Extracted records
⟨
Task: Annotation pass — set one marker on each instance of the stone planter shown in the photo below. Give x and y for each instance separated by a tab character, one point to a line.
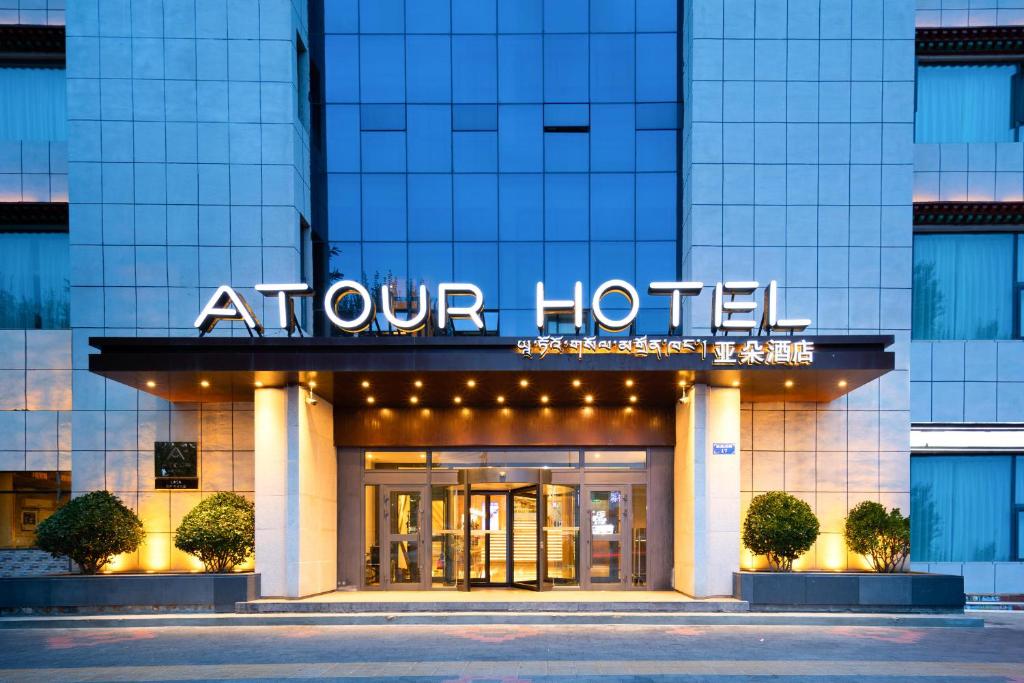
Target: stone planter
820	591
153	592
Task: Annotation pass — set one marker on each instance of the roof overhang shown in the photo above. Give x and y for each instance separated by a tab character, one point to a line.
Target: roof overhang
175	369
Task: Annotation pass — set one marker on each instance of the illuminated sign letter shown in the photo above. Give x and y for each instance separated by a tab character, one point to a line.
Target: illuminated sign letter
469	312
573	305
769	318
286	306
615	287
341	291
226	304
678	291
412	324
722	310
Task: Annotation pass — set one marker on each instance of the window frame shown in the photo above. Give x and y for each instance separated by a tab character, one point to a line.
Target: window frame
1016	282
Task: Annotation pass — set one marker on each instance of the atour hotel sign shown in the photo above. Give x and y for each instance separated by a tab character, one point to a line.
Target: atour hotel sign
465	301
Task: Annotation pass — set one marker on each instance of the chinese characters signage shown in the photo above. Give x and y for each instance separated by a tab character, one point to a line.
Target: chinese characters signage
722	353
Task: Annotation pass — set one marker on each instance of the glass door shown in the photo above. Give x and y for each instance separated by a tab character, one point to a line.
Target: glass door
403	525
606	537
527	546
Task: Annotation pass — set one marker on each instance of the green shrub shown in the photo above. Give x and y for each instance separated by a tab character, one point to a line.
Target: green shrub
90	529
781	526
884	537
220	531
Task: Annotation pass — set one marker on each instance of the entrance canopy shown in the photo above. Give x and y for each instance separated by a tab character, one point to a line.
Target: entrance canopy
397	371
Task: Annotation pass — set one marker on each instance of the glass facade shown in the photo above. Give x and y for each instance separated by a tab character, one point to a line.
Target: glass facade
503	143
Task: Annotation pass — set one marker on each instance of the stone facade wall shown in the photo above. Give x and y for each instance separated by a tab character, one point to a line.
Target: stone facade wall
798	167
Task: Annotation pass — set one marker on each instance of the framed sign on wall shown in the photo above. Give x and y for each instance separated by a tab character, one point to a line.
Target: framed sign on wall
176	464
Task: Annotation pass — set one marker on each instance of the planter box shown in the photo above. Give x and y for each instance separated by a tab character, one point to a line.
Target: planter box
849	591
76	593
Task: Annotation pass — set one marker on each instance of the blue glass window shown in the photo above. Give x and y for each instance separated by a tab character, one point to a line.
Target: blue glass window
475	206
33	104
429	137
429	69
34	281
565	69
611	68
966	103
429	206
474	69
383	207
473	16
520	15
520	206
565	207
963	286
519	70
612	206
382	69
960	508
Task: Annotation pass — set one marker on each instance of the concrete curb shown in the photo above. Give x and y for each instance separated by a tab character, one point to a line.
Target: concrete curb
464	619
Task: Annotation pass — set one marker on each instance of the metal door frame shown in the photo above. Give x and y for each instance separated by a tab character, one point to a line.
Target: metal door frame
625	536
420	538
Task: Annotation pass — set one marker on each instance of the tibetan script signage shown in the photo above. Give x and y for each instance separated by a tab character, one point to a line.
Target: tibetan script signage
748	352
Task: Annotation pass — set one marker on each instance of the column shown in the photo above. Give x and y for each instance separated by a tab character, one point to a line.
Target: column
296	494
707	492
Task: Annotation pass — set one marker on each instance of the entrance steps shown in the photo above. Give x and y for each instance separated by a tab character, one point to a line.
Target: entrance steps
489	601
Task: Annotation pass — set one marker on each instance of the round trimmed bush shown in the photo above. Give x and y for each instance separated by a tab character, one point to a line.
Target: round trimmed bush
220	531
90	529
882	536
780	526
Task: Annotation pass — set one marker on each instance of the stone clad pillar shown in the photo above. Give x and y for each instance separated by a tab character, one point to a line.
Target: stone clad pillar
296	494
707	492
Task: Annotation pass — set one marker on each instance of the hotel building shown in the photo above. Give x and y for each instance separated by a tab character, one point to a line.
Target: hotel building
584	278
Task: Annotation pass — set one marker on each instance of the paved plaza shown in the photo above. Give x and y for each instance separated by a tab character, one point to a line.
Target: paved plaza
512	653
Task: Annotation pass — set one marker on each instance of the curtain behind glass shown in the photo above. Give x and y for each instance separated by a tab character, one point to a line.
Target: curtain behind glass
965	103
963	286
960	508
33	104
34	281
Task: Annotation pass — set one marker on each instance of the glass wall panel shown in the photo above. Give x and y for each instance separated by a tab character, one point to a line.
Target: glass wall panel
966	103
461	459
960	508
963	286
33	104
34	281
26	500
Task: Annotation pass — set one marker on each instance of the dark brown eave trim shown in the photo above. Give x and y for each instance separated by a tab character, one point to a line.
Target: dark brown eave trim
960	42
32	45
34	216
953	216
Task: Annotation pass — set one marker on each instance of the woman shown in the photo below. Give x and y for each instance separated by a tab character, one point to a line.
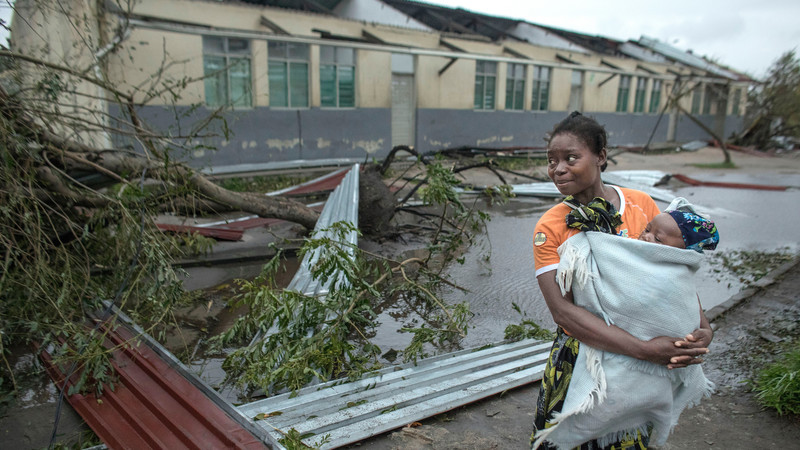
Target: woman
576	157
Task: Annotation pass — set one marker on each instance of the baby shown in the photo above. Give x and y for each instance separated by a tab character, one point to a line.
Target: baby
682	229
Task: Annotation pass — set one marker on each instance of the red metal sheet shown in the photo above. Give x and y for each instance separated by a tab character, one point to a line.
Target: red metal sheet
225	234
152	406
693	182
324	183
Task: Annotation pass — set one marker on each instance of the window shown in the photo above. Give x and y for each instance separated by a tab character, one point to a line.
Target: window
515	86
337	77
641	92
226	67
697	98
623	93
655	96
541	88
576	91
737	99
288	75
485	75
711	98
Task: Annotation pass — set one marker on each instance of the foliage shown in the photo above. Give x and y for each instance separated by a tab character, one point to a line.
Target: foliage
74	233
60	262
777	386
526	329
293	440
774	107
301	338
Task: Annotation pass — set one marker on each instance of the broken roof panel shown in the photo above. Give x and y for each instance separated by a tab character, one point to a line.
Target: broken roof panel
⟩
EXERCISE PROMPT: The full data, repeated exactly and stripped of its pictures, is the expected answer.

WRITTEN SOLUTION:
Task: Annotation pass — set one marker on each instance of the stone planter shown in the photo below. Give x and y for each instance separated by a tab character, one point to a line.
Target: stone planter
820	591
153	592
Task: Annotation pass — set one marker on each instance of the roof overhang shown in the photo above. Give x and y for each instance separated by a tab character, one point to a line.
Target: roof overhang
175	369
Task: Annotation pass — set one marker on each instance of the illuminated sign letter shown in the photo above. Give x and y for each instance separated by a tab character, one point to a line.
Target: illuminated sign letter
469	312
573	305
769	318
286	306
615	287
341	291
226	304
678	291
412	324
722	310
Task: Annotation pass — set one marker on each instance of the window frame shown in the photo above. Give x and y for each instance separated by a tab character, one point to a line.
Target: window frame
1016	282
Task: Annotation pass — set one marker on each instance of the atour hotel sign shown in the photo above. Give x and y for each instance separated by a tab character, one point to a line.
Target: atour hotel sign
465	301
Task: Annotation pass — set one marker on each instance of the chinese characters signage shown in the photo above. Give x and y for each instance separated by a tab character, one point to a line.
Target: chinese characters signage
722	353
Task: Annotation pass — set one marker on each instance of the glass door shown in the photo above. Give x and y for each instance separated by a tab character, one point to a line.
Target: glass door
403	525
606	537
527	546
Task: Annotation pass — set one marker on each instance of the green shrub shown in the photo above. Give x and y for each instance separated by a tab character, one point to a line.
Target: green shrub
90	529
781	526
884	537
220	531
Task: Annotation pass — set one marker on each instance of the entrance canopy shown in the photo above. Give x and y for each instance separated by a tab character, one point to a line.
Target: entrance canopy
397	371
Task: Annotation pass — set one marker on each instance of the glass facade shown in the photo above. Give x and y for each instance separated by a tab character, one point to a line.
Target: glass facade
503	143
Task: Annotation pass — set one marker on each instance of the stone facade wall shown in the photo above. Give x and y for each instance separated by a tab character, one point to a line.
Target: stone facade wall
798	167
Task: Annotation pass — set one marker on each instance of the framed sign on wall shown in the photo above. Give x and y for each instance separated by a tab character, one point to a line.
Target: framed sign on wall
176	464
Task: Annotation pass — set one marker on each instance of the planter box shown in the photo above. Give x and y for each instance separated by a tab character, one point to a line.
Target: planter box
849	591
76	593
Task: Annotation pass — set one marker on each instance of the blue glass window shown in the photo above. Give x and y for each instance separated by a tab character, one point to a line.
Target: blue glass window
475	206
33	104
429	137
429	69
34	281
565	69
611	68
966	103
429	206
474	69
383	207
473	16
520	15
520	206
565	207
963	286
519	70
612	206
382	69
960	508
Task: Annotation pass — set one marker on each instance of the concrete curb shown in the photo above. Give x and y for each instance separated by a tab character, one point to a line.
Target: concrete curb
464	619
Task: Annotation pass — set one marker on each instance of the metal door frame shown in the photo above. Give x and y for each instance separated by a tab character, one point to a line.
Target: metal door frame
625	536
420	538
Task: Annotation pass — set one marker on each instance of the tibetan script signage shown in the photo above. Give x and y for each instance separated by a tab character, one point to a line.
Target: tibetan script signage
748	352
Task: Annotation pass — set one marker on each instance of the column shown in the photo above. Give x and y for each instance separated by a tab character, one point to a line.
Target: column
296	494
707	492
Task: Annotation pass — set one marker on each instance of the entrance steps shown in the photo above. Give x and y for each instance separated by a tab character, one point to a line.
Target: entrance steps
489	601
Task: Annotation pass — set one marker on each instance of the round trimmed bush shown in the photo above. Give x and y for each instance separated by a tab character, one point to a line.
Target: round trimmed bush
220	531
90	529
882	536
780	526
Task: Annotation pass — set one marker on each instance of the stone clad pillar shown in the photo above. Give x and y for each instance separated by a tab character, one point to a line.
Target: stone clad pillar
296	494
707	492
Task: Annotation pass — set one marker on each instance of the hotel building shown in the photo above. Give x and y for each instance separated by a tab character, one point to a line.
Target: hotel building
584	278
Task: Annotation pass — set one marker on each instance of the paved plaza shown in the photo above. Give x and y for each instance separated by a tab character, one point to a line.
Target: paved plaza
512	653
Task: Annotation pass — set one marker on each instance of the curtain behind glass shown in the photo above. Give x and y for each instance separated by a tab character, one point to a line.
Target: curtain behind glass
965	103
963	286
960	508
33	104
34	281
Task: Annotation pass — set one marker on each instance of the glass wall panel shown in the photo above. Give x and y for each instance separated by a tab character, one point to a line.
Target: glass wall panel
966	103
461	459
960	508
963	286
33	104
34	281
26	500
Task: Annotation pass — set one marker on each instance of the dark brown eave trim shown in the photo above. Give x and y for each instance separated by a tab character, one point to a line.
Target: dark brown eave trim
960	42
32	45
34	216
953	216
Task: Annotation pass — set one marker on each instance of the woman shown in the photo below. Give x and y for each instance separated by a tab character, one point to a line.
Target: woman
576	157
Task: Annotation pass — set one marker on each instance of the baby shown in the photo above. Give x and y for each instance separated by a tab character, one point to a line.
Target: baby
682	229
Task: Annotation pass — set one marker on each instance of the red metal sheet shown in the photo above. Give x and y for each instance separated by a tab character, one point to a line.
Target: red metal sheet
225	234
152	406
693	182
324	183
Task: Annotation pass — set one marker on each instance of the window shown in the photo above. Give x and y for each instance separated by a tab character, one point to a line.
Target: window
515	86
337	77
641	92
226	67
697	98
623	93
655	96
541	88
576	91
737	99
288	75
485	75
711	98
Task: Annotation pass — set one marker on each instance of the foliage shown in the photo above. Give x and y for each instance separated by a tab character, one point to a line.
Target: foliage
74	233
60	262
777	386
526	329
293	440
774	107
301	338
Task: Annotation pass — set one marker on each instance of the broken roof panel shown in the photo above. Give x and y for each instance separated by a tab character, one point to a line.
Target: broken roof panel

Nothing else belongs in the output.